(Point-annotation records)

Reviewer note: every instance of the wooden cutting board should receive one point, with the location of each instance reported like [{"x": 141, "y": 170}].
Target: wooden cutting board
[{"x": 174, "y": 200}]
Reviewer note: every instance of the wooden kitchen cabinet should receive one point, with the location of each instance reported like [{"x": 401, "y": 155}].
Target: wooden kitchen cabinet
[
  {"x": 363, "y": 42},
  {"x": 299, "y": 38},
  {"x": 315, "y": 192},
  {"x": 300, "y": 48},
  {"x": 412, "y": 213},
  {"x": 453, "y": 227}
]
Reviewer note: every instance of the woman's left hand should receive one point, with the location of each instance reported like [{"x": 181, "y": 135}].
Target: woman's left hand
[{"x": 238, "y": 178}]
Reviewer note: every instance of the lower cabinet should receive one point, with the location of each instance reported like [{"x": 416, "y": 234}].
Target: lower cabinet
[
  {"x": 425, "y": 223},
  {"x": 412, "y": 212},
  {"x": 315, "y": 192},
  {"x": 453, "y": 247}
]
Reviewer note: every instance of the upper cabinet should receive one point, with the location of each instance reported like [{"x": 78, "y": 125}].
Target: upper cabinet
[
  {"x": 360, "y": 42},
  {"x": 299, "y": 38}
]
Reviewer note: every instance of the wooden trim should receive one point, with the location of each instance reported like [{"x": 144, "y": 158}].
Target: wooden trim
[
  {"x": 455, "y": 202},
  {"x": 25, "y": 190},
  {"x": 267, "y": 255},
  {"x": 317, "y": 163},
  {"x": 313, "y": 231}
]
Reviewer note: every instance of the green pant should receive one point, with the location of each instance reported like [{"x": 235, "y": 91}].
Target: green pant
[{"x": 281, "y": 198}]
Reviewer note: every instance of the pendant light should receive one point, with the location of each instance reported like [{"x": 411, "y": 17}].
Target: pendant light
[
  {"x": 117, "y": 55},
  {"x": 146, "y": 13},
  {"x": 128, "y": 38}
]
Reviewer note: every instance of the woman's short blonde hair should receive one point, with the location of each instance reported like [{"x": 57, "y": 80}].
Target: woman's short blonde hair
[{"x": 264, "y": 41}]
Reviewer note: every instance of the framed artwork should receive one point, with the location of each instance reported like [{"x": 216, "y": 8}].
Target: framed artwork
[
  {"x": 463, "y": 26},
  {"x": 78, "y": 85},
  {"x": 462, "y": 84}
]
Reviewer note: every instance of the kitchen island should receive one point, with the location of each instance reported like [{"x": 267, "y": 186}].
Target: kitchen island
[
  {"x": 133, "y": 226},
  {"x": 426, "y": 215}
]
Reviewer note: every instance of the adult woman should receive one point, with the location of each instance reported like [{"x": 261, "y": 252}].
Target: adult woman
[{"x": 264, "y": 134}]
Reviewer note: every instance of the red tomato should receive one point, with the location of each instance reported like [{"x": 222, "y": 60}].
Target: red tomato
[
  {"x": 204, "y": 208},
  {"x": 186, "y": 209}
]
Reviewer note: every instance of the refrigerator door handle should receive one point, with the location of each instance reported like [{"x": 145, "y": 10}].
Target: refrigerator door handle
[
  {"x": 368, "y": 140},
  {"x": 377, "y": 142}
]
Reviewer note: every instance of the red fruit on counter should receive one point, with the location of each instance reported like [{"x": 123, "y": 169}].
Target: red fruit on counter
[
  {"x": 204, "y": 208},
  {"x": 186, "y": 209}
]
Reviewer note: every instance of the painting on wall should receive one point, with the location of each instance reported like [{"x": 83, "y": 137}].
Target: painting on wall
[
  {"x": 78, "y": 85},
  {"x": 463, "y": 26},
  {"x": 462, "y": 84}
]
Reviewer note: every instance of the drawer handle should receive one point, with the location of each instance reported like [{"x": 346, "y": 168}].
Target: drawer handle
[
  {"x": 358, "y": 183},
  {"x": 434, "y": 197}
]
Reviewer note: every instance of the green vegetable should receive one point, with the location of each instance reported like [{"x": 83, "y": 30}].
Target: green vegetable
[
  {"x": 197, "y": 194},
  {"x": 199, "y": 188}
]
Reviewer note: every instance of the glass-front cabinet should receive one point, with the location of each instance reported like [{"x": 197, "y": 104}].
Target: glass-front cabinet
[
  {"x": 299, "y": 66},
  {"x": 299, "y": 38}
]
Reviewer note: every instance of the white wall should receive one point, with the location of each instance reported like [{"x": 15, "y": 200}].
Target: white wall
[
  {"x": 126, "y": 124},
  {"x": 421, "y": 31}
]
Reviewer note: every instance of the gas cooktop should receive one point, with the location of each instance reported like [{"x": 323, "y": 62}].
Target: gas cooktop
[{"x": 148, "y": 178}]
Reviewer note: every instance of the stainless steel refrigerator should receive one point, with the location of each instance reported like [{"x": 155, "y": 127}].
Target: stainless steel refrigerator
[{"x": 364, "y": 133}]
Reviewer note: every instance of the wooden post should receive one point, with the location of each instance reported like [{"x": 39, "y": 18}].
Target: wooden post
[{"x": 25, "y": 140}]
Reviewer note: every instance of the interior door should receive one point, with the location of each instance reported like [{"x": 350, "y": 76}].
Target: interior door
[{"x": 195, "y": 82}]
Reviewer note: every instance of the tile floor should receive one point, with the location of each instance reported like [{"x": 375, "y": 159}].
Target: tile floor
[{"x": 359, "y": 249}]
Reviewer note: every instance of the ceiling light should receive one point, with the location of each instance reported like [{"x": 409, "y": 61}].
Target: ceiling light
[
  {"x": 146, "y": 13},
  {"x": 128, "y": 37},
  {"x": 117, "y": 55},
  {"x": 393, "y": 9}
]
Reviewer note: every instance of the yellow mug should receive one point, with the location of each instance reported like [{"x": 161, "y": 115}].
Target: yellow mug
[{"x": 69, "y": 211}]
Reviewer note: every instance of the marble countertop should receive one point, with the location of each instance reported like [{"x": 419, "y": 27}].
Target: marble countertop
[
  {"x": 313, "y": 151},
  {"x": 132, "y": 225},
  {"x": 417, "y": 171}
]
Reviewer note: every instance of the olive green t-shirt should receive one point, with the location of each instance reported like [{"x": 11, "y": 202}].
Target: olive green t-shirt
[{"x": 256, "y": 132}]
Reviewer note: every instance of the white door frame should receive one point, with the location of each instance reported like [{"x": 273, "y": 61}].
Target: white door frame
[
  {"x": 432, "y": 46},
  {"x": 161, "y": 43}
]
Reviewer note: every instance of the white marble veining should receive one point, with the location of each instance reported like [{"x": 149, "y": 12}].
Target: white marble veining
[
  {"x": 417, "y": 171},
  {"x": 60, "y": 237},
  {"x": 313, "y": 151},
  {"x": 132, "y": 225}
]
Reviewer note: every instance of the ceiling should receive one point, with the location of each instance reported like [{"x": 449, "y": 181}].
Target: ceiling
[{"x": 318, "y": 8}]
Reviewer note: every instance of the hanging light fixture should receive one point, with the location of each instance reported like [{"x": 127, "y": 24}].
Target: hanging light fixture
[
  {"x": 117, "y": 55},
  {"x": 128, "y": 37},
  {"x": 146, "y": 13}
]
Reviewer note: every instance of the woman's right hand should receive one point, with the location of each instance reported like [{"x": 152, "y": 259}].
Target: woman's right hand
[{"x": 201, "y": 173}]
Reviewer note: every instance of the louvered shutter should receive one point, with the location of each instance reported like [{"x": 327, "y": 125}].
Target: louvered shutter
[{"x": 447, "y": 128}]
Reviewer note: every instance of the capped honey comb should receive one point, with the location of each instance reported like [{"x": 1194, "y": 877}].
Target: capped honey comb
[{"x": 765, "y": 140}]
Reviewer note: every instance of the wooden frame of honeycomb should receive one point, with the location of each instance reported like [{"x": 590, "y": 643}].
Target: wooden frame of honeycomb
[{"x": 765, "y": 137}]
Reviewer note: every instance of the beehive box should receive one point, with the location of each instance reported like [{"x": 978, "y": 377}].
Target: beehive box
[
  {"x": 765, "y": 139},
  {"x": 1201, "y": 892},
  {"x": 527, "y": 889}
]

## [Stated exercise]
Rewrite the records from the line containing "Reviewer note: every instance of the beehive" up to and including the final line of the records, requests included, and shift every coordinate in the answers by adding 140 to it.

## [Output of the task]
Reviewer note: every instance of the beehive box should receive one point, with the location of each instance reported like [{"x": 978, "y": 377}].
Target: beehive box
[
  {"x": 905, "y": 279},
  {"x": 1341, "y": 1032},
  {"x": 667, "y": 1029}
]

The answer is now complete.